A. Which sorry? In that paragraph there, you mean?
A. Well, the very last phrase. The Commission it goes back to what I was saying earlier about the Commission was concerned that the case suggested that there was a sort of broader attempt to whilst the News of the World was apparently abiding by the code and, indeed, regularly phoning us up for advice on the application of the code and giving the appearance that the code was being abided by, that actually the Mulcaire/Goodman situation suggested that they were effectively subcontracting breaches of the code and the law and that was the concern that refers to.
Q. Of course, Mr Goodman himself was committing breaches of the code rather than subcontracting them, wasn't he?
A. Yes, but the Mulcaire situation, I think, particularly suggested that there may have been a subcontracting of breaches as well.
Q. In the next paragraph you say I paraphrase that you were minded to ask questions of Mr Coulson. He resigned and it followed that such an inquiry was no longer appropriate. Are you saying it was outside your powers to ask questions of Mr Coulson?

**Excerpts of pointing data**
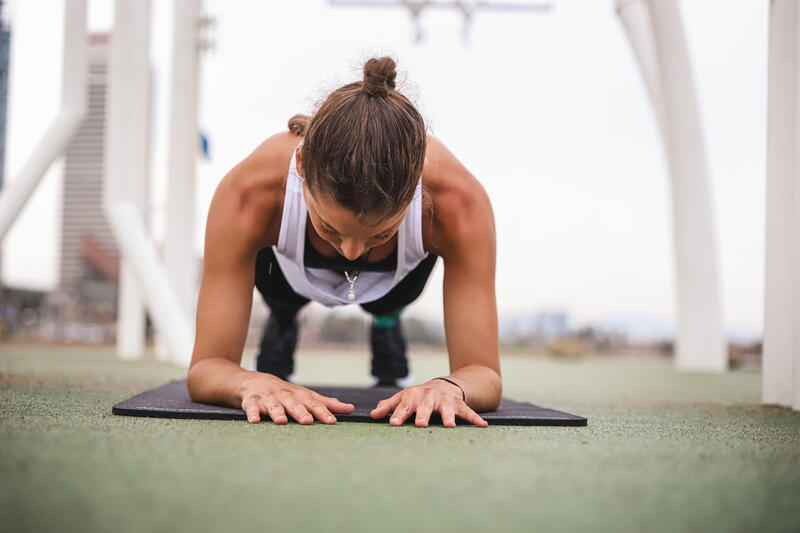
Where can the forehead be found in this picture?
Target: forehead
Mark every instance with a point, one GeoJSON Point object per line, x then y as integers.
{"type": "Point", "coordinates": [345, 221]}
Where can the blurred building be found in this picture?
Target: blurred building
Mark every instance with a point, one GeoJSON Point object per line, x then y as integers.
{"type": "Point", "coordinates": [89, 266]}
{"type": "Point", "coordinates": [84, 306]}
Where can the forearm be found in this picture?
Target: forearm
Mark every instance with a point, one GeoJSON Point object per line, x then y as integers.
{"type": "Point", "coordinates": [217, 381]}
{"type": "Point", "coordinates": [482, 386]}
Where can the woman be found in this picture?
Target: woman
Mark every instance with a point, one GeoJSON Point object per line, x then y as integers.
{"type": "Point", "coordinates": [351, 206]}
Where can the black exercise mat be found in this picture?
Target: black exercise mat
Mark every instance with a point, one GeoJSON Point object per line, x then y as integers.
{"type": "Point", "coordinates": [172, 401]}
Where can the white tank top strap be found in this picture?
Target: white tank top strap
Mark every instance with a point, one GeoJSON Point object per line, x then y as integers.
{"type": "Point", "coordinates": [327, 286]}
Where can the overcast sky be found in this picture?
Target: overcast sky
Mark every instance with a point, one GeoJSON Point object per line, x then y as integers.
{"type": "Point", "coordinates": [548, 111]}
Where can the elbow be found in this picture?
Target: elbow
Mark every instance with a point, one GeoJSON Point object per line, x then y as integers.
{"type": "Point", "coordinates": [193, 380]}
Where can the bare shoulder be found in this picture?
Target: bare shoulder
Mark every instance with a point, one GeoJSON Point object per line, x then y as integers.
{"type": "Point", "coordinates": [458, 211]}
{"type": "Point", "coordinates": [246, 209]}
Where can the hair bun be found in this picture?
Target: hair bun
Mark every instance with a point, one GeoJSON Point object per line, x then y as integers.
{"type": "Point", "coordinates": [379, 75]}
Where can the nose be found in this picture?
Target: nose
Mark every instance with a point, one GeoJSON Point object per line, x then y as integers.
{"type": "Point", "coordinates": [352, 249]}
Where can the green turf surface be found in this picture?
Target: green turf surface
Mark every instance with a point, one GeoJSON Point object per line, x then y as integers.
{"type": "Point", "coordinates": [663, 451]}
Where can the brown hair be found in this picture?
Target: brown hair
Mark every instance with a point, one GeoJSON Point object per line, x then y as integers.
{"type": "Point", "coordinates": [365, 145]}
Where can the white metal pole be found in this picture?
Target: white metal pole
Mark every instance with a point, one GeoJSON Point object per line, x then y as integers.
{"type": "Point", "coordinates": [179, 255]}
{"type": "Point", "coordinates": [635, 18]}
{"type": "Point", "coordinates": [781, 362]}
{"type": "Point", "coordinates": [700, 341]}
{"type": "Point", "coordinates": [127, 170]}
{"type": "Point", "coordinates": [128, 149]}
{"type": "Point", "coordinates": [18, 191]}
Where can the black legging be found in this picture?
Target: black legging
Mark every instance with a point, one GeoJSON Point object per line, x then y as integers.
{"type": "Point", "coordinates": [285, 302]}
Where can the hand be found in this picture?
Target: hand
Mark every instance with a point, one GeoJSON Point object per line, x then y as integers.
{"type": "Point", "coordinates": [434, 396]}
{"type": "Point", "coordinates": [267, 394]}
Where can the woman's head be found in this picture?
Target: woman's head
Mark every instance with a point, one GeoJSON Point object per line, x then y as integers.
{"type": "Point", "coordinates": [364, 147]}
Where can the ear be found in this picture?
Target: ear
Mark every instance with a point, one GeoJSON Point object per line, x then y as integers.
{"type": "Point", "coordinates": [299, 161]}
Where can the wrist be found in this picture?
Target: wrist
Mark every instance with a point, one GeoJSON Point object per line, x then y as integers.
{"type": "Point", "coordinates": [450, 386]}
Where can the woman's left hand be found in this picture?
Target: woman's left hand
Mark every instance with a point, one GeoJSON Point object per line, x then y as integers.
{"type": "Point", "coordinates": [433, 396]}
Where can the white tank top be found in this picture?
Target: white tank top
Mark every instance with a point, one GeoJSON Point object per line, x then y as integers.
{"type": "Point", "coordinates": [327, 286]}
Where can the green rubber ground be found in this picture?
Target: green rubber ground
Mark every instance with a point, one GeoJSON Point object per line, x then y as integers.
{"type": "Point", "coordinates": [663, 451]}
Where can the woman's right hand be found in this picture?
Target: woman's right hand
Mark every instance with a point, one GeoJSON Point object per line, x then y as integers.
{"type": "Point", "coordinates": [266, 394]}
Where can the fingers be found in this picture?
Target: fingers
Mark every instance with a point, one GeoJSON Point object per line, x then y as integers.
{"type": "Point", "coordinates": [255, 404]}
{"type": "Point", "coordinates": [386, 406]}
{"type": "Point", "coordinates": [275, 410]}
{"type": "Point", "coordinates": [318, 408]}
{"type": "Point", "coordinates": [401, 413]}
{"type": "Point", "coordinates": [471, 416]}
{"type": "Point", "coordinates": [252, 410]}
{"type": "Point", "coordinates": [296, 409]}
{"type": "Point", "coordinates": [448, 415]}
{"type": "Point", "coordinates": [424, 411]}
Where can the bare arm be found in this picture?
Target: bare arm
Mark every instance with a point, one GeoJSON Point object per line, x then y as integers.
{"type": "Point", "coordinates": [244, 217]}
{"type": "Point", "coordinates": [463, 234]}
{"type": "Point", "coordinates": [223, 306]}
{"type": "Point", "coordinates": [470, 307]}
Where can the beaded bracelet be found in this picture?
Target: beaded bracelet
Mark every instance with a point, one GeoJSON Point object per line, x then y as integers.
{"type": "Point", "coordinates": [463, 396]}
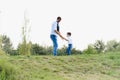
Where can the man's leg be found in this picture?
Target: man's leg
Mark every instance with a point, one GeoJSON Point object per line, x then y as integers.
{"type": "Point", "coordinates": [69, 49]}
{"type": "Point", "coordinates": [55, 44]}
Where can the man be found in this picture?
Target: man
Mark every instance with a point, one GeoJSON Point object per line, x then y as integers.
{"type": "Point", "coordinates": [55, 30]}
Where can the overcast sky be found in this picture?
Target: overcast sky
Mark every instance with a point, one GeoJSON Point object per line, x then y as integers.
{"type": "Point", "coordinates": [87, 20]}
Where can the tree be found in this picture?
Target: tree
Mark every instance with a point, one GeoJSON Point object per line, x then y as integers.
{"type": "Point", "coordinates": [112, 45]}
{"type": "Point", "coordinates": [6, 44]}
{"type": "Point", "coordinates": [90, 50]}
{"type": "Point", "coordinates": [99, 46]}
{"type": "Point", "coordinates": [25, 46]}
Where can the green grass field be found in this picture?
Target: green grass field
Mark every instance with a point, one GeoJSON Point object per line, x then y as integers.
{"type": "Point", "coordinates": [76, 67]}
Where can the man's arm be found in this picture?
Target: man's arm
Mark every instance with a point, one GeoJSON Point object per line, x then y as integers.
{"type": "Point", "coordinates": [60, 35]}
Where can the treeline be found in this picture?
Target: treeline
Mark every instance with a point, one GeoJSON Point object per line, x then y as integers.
{"type": "Point", "coordinates": [25, 48]}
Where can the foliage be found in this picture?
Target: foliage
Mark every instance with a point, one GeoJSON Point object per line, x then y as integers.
{"type": "Point", "coordinates": [99, 46]}
{"type": "Point", "coordinates": [92, 66]}
{"type": "Point", "coordinates": [6, 44]}
{"type": "Point", "coordinates": [7, 70]}
{"type": "Point", "coordinates": [90, 50]}
{"type": "Point", "coordinates": [37, 50]}
{"type": "Point", "coordinates": [1, 51]}
{"type": "Point", "coordinates": [25, 46]}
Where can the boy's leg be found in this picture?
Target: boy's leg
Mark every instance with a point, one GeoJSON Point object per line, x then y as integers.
{"type": "Point", "coordinates": [55, 44]}
{"type": "Point", "coordinates": [69, 49]}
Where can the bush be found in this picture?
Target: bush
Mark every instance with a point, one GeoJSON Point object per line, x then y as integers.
{"type": "Point", "coordinates": [7, 71]}
{"type": "Point", "coordinates": [90, 50]}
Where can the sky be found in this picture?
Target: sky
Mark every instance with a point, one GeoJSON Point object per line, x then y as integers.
{"type": "Point", "coordinates": [87, 20]}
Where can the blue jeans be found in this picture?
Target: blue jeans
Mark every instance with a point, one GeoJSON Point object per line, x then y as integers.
{"type": "Point", "coordinates": [55, 44]}
{"type": "Point", "coordinates": [69, 49]}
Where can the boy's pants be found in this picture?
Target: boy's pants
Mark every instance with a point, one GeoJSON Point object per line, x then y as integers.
{"type": "Point", "coordinates": [69, 49]}
{"type": "Point", "coordinates": [55, 44]}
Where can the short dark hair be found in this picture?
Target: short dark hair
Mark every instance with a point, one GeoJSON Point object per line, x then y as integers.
{"type": "Point", "coordinates": [69, 33]}
{"type": "Point", "coordinates": [58, 17]}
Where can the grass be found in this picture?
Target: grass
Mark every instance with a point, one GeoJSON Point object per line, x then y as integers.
{"type": "Point", "coordinates": [76, 67]}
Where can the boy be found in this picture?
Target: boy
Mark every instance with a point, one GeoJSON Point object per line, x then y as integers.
{"type": "Point", "coordinates": [69, 43]}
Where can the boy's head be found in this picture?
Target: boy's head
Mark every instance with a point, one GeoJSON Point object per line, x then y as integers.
{"type": "Point", "coordinates": [58, 19]}
{"type": "Point", "coordinates": [68, 33]}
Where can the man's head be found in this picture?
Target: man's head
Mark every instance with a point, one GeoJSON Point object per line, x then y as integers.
{"type": "Point", "coordinates": [68, 33]}
{"type": "Point", "coordinates": [58, 19]}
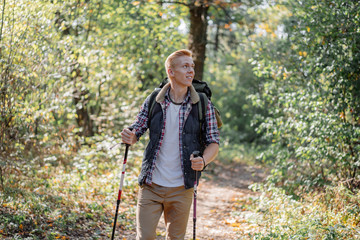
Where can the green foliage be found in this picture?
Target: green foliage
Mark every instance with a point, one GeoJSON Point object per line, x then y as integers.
{"type": "Point", "coordinates": [332, 214]}
{"type": "Point", "coordinates": [64, 203]}
{"type": "Point", "coordinates": [310, 88]}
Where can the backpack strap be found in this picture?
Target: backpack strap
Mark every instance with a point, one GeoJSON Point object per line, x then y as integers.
{"type": "Point", "coordinates": [152, 102]}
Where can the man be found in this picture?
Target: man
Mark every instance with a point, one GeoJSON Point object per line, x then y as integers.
{"type": "Point", "coordinates": [168, 168]}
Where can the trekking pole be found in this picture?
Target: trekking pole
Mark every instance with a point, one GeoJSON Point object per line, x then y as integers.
{"type": "Point", "coordinates": [195, 154]}
{"type": "Point", "coordinates": [120, 188]}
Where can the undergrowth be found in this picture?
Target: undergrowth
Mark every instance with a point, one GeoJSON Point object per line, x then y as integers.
{"type": "Point", "coordinates": [332, 213]}
{"type": "Point", "coordinates": [69, 202]}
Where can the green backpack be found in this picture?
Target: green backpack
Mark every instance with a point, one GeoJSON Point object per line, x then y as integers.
{"type": "Point", "coordinates": [204, 92]}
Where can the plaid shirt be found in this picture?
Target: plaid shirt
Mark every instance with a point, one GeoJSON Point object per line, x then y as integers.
{"type": "Point", "coordinates": [141, 125]}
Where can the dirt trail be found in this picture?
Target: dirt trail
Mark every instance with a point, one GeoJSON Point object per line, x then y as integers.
{"type": "Point", "coordinates": [219, 189]}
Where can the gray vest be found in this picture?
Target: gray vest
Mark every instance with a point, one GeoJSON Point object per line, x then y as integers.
{"type": "Point", "coordinates": [191, 141]}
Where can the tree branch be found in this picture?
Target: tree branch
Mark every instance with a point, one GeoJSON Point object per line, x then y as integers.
{"type": "Point", "coordinates": [174, 2]}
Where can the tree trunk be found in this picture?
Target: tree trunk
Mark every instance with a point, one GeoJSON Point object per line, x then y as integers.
{"type": "Point", "coordinates": [198, 36]}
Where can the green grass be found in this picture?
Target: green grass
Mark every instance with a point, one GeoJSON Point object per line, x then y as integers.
{"type": "Point", "coordinates": [54, 202]}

**Jobs**
1. Summarize the transcript in three sentences.
2. Please copy out the part of the transcript starting with "A. Well, the" and going on through "them, wasn't he?".

**Task-by-task results**
1. The witness explains that the Commission was concerned that the Mulcaire/Goodman case suggested the News of the World, while appearing to abide by the code and regularly phoning for advice on it, was effectively subcontracting breaches of the code and the law. When the questioner points out that Mr Goodman committed breaches himself rather than subcontracting them, the witness agrees but says the Mulcaire situation in particular suggested subcontracting as well. The questioner then notes that the witness was minded to ask Mr Coulson questions but that such an inquiry stopped being appropriate once he resigned, and asks whether questioning him was outside the witness's powers.

2.
A. Well, the very last phrase. The Commission it goes back to what I was saying earlier about the Commission was concerned that the case suggested that there was a sort of broader attempt to whilst the News of the World was apparently abiding by the code and, indeed, regularly phoning us up for advice on the application of the code and giving the appearance that the code was being abided by, that actually the Mulcaire/Goodman situation suggested that they were effectively subcontracting breaches of the code and the law and that was the concern that refers to.
Q. Of course, Mr Goodman himself was committing breaches of the code rather than subcontracting them, wasn't he?